Description of the task - Look for "grille" in the records and copy every line that has it.

Records to process -
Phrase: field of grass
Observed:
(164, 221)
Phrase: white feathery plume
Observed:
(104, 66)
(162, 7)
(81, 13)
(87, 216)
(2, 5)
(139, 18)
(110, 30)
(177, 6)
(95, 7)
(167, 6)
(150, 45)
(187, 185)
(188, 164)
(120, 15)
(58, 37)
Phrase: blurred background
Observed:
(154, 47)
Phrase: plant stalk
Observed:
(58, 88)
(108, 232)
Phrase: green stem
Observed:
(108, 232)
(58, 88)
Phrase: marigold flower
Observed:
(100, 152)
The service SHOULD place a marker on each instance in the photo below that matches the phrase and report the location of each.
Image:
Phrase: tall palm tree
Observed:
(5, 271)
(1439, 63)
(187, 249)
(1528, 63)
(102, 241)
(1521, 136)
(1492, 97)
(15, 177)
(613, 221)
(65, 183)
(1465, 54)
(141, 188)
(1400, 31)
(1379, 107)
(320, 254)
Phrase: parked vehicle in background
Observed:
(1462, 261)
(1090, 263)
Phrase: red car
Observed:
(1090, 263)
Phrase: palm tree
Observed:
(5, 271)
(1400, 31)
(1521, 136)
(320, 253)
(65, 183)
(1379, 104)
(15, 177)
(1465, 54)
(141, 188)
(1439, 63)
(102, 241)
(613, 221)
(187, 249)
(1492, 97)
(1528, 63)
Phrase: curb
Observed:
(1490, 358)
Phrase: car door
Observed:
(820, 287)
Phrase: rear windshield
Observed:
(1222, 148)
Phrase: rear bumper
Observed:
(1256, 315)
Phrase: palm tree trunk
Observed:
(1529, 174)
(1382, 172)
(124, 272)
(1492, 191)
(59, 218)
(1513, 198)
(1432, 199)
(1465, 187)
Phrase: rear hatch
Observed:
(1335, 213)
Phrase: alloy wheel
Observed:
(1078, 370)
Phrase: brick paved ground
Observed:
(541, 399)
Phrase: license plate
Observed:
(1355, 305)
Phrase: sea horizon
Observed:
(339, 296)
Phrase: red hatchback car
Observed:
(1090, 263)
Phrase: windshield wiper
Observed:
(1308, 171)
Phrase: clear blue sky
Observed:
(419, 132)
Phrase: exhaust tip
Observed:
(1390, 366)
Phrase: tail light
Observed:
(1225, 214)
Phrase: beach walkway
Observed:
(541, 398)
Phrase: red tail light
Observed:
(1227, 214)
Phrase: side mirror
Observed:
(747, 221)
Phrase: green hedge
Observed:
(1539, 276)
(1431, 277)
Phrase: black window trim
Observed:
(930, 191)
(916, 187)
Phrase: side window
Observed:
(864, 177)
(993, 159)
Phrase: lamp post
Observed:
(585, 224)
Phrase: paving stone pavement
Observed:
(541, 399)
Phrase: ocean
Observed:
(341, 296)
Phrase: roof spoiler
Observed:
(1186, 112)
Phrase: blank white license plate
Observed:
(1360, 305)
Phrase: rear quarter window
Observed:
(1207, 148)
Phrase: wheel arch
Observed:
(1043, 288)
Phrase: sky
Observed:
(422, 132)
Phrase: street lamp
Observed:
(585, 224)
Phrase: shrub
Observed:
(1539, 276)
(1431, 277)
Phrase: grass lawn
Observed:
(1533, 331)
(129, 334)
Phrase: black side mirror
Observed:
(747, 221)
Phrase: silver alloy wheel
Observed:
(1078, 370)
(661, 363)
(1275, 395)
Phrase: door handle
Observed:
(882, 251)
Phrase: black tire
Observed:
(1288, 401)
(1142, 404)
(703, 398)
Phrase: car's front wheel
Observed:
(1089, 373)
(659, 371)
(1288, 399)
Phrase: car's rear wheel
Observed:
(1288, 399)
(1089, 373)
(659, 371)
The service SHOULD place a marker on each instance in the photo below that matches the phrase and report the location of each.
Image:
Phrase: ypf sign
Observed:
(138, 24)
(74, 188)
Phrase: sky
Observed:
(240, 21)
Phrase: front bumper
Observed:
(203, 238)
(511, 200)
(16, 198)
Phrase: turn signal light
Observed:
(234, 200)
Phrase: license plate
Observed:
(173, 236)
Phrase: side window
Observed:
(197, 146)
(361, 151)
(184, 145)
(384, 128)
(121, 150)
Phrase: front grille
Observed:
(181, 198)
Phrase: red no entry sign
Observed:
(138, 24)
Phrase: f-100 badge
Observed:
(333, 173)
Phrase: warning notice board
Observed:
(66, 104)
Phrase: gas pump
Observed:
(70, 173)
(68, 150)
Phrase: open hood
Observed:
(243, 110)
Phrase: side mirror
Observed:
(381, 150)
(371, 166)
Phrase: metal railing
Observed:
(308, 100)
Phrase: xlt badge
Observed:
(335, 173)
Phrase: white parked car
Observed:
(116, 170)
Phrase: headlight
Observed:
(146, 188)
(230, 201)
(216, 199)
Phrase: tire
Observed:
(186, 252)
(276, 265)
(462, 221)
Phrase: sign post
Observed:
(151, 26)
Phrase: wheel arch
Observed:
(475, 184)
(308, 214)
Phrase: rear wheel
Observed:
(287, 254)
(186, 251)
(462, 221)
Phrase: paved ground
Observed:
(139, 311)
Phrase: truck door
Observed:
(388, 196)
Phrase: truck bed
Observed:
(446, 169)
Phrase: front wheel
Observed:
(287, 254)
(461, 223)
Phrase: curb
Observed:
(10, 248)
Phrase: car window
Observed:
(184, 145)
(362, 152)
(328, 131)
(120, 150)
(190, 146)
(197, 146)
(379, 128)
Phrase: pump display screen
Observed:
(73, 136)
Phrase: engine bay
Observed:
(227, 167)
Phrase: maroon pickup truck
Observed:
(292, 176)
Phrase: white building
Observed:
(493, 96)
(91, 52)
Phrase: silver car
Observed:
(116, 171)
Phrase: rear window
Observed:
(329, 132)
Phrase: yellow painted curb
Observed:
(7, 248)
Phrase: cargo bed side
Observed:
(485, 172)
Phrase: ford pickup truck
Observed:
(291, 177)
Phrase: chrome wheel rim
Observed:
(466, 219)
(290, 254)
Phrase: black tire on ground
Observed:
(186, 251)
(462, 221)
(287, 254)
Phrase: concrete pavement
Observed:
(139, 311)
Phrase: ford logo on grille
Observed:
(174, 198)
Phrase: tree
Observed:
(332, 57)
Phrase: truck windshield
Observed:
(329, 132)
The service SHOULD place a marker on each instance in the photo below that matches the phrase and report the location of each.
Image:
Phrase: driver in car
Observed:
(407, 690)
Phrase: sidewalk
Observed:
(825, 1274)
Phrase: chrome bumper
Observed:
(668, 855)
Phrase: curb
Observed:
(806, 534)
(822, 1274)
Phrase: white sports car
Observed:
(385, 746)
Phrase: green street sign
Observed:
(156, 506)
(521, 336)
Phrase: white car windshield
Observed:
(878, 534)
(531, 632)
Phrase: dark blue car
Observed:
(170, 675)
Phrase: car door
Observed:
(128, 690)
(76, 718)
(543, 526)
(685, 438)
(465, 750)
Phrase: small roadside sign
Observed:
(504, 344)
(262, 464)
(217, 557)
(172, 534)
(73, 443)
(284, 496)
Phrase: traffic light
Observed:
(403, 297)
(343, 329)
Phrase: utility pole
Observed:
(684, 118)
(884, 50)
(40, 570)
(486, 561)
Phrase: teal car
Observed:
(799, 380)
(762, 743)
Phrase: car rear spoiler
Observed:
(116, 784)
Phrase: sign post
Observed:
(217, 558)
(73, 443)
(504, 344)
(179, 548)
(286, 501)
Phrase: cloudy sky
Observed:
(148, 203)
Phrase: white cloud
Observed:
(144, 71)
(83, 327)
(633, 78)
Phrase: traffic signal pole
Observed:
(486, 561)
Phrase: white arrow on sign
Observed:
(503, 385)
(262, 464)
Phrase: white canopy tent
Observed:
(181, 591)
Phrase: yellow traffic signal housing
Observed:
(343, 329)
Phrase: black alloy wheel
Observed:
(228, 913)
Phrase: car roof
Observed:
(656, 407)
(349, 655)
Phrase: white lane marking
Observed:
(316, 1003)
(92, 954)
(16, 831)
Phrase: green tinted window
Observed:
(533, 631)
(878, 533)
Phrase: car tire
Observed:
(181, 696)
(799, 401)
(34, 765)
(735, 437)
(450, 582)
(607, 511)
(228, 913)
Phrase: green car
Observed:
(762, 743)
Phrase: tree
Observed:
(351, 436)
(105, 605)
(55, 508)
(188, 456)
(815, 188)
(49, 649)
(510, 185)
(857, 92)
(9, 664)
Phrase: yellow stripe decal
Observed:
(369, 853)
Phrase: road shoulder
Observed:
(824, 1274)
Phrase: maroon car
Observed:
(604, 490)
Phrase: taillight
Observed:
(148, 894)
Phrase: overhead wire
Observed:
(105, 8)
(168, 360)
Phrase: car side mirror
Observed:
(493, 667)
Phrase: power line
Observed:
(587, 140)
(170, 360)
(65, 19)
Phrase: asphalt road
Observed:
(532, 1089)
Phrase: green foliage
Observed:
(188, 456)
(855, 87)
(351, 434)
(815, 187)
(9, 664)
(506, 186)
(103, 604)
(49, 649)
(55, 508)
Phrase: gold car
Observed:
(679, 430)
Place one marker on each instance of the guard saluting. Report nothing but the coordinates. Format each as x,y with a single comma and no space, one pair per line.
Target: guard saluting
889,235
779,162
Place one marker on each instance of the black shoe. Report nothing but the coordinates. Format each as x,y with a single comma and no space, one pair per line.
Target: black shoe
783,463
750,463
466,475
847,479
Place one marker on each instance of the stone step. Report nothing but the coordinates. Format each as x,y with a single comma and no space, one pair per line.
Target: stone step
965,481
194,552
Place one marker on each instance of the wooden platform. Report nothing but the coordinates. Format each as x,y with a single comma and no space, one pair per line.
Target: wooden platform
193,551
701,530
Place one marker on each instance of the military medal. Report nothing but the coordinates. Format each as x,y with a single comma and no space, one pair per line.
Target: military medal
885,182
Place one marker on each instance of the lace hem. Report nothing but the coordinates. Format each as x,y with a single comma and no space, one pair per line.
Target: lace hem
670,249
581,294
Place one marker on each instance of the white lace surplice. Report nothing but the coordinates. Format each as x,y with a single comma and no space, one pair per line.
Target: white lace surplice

Response to the exercise -
Phrase: front grille
Phrase: ford logo on grille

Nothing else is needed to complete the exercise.